======== Data to use

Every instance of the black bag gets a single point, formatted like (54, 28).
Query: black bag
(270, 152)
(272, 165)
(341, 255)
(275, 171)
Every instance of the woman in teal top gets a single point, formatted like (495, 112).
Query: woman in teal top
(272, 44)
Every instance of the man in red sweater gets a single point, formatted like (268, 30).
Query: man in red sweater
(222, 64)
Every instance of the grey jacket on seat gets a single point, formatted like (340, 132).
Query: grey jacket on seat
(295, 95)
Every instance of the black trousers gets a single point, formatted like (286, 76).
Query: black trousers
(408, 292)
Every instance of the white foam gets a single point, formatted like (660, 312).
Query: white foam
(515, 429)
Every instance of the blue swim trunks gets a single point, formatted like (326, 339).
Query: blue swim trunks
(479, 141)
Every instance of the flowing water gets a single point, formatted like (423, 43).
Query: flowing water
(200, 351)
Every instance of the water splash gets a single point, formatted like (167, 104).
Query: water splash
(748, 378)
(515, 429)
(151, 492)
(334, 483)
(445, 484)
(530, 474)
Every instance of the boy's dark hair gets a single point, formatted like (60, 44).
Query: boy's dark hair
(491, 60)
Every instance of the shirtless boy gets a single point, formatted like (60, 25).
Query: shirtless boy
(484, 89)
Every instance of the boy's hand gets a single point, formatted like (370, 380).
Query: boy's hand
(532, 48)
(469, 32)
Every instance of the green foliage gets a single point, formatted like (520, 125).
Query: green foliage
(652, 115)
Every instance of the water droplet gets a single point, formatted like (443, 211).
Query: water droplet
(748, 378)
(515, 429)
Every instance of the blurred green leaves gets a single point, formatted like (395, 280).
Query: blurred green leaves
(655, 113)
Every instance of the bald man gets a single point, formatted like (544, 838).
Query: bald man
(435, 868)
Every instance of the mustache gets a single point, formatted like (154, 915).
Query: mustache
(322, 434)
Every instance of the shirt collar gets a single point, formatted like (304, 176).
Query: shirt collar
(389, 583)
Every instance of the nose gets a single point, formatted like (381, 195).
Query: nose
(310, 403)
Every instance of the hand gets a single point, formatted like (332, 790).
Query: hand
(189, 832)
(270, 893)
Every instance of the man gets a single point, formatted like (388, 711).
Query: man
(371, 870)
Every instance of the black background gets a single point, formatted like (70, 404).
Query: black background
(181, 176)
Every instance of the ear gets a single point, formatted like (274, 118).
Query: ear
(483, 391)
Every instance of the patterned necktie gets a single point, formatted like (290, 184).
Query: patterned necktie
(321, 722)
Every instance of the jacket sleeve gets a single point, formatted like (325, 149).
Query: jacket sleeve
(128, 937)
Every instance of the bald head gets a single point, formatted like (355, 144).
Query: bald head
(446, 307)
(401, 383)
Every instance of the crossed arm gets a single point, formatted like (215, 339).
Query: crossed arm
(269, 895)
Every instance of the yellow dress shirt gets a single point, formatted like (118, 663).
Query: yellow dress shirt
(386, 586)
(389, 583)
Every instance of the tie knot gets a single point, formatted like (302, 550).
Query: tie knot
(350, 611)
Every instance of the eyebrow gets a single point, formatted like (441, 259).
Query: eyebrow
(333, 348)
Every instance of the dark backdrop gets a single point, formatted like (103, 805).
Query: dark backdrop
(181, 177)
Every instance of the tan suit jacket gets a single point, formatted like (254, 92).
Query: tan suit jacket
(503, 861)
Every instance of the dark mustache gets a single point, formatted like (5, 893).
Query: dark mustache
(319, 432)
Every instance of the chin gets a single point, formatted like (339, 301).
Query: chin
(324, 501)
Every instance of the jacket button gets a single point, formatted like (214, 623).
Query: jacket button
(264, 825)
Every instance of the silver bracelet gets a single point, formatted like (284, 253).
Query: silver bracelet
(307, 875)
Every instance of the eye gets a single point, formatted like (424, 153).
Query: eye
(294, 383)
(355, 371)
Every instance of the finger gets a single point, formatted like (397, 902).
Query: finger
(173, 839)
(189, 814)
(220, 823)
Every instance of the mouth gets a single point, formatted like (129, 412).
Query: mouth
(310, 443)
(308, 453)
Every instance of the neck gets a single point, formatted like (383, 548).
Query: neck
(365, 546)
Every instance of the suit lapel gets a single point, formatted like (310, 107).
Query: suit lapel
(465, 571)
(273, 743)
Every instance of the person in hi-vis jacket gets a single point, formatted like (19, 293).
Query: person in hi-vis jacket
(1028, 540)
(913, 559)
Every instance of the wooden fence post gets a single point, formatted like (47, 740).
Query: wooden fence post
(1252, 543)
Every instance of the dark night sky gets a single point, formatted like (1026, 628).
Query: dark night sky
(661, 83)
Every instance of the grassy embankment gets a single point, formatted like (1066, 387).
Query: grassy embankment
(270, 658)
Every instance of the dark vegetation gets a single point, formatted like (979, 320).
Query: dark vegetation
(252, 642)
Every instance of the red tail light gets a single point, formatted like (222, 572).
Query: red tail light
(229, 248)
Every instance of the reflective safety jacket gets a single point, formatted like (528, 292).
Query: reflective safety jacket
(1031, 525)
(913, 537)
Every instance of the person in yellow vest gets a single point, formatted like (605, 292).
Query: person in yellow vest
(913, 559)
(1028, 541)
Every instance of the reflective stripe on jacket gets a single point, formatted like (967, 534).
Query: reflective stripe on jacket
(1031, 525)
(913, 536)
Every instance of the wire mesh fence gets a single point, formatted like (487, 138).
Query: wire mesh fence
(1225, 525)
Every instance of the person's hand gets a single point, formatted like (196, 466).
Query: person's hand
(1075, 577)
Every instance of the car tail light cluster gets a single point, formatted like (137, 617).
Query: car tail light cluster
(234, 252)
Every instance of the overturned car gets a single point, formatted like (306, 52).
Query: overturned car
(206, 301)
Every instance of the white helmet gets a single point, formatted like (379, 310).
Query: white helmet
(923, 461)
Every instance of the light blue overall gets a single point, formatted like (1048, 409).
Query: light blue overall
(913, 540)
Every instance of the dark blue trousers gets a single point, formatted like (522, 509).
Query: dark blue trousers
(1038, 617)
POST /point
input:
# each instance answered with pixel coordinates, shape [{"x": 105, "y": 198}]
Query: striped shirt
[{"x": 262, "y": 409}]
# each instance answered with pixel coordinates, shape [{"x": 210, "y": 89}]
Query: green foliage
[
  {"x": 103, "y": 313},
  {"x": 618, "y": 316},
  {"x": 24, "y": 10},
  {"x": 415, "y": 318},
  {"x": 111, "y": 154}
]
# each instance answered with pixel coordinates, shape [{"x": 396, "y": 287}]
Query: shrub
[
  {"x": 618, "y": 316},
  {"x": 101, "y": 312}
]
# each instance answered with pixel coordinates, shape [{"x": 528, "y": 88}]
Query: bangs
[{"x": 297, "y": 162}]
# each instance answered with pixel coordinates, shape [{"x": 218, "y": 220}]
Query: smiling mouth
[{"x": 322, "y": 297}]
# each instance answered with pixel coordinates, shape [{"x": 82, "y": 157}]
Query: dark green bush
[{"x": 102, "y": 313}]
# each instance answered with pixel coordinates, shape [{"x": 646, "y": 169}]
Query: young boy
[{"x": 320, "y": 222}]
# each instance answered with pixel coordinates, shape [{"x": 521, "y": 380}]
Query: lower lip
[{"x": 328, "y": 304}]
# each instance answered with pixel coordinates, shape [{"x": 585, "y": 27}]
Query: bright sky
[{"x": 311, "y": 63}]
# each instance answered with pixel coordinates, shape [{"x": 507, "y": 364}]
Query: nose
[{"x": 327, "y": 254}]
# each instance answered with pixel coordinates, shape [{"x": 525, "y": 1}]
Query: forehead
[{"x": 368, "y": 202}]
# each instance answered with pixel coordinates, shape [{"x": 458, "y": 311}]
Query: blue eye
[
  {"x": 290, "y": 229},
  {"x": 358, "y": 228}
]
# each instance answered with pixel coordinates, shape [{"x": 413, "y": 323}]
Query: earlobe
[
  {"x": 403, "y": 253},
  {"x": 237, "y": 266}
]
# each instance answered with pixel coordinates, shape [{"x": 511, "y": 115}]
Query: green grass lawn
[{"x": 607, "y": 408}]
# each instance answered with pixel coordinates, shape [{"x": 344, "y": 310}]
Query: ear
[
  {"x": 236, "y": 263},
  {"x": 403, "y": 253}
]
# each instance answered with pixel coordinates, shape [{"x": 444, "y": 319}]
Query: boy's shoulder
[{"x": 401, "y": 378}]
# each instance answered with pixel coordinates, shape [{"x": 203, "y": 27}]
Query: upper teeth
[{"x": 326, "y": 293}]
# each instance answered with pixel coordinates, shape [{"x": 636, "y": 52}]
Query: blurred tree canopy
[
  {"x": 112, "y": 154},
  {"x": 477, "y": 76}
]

================

- _Goal_:
How many lines of the pointing dataset records contain the word "knot"? Respond with only the number, treating case as significant.

- _The response_:
2